### AIM OF THE EXERCISE
Pull out each line below that contains the string "post". Case matters.

** START RAW DATA **

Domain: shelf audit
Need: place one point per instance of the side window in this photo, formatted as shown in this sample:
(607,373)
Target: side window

** END RAW DATA **
** START RAW DATA **

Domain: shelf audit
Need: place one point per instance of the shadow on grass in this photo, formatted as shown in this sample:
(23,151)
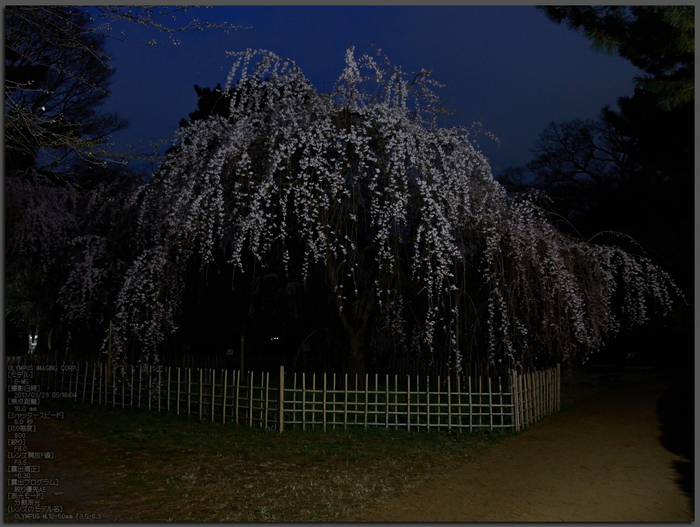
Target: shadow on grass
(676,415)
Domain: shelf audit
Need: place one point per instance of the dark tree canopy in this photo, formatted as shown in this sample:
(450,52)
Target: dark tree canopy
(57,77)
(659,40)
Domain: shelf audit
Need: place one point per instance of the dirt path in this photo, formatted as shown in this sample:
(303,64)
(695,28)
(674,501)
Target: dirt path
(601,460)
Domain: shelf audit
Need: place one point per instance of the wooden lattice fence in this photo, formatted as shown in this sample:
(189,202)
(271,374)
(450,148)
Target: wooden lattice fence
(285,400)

** END RAW DATA **
** START RAW DATA **

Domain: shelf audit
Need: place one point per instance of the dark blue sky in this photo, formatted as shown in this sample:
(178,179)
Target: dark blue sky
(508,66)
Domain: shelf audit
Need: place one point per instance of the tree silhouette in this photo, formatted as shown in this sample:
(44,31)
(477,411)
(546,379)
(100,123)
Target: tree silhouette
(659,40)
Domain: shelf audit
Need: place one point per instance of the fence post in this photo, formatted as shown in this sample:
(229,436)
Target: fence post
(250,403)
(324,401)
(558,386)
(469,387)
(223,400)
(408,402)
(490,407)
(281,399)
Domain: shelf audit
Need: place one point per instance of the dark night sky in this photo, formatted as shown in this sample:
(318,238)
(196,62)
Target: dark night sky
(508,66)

** END RAW DATA **

### OUTPUT FOR THIS EXERCISE
Need: place one point per instance of the fence post in this photo, formatted as shown in this sample:
Target: fence post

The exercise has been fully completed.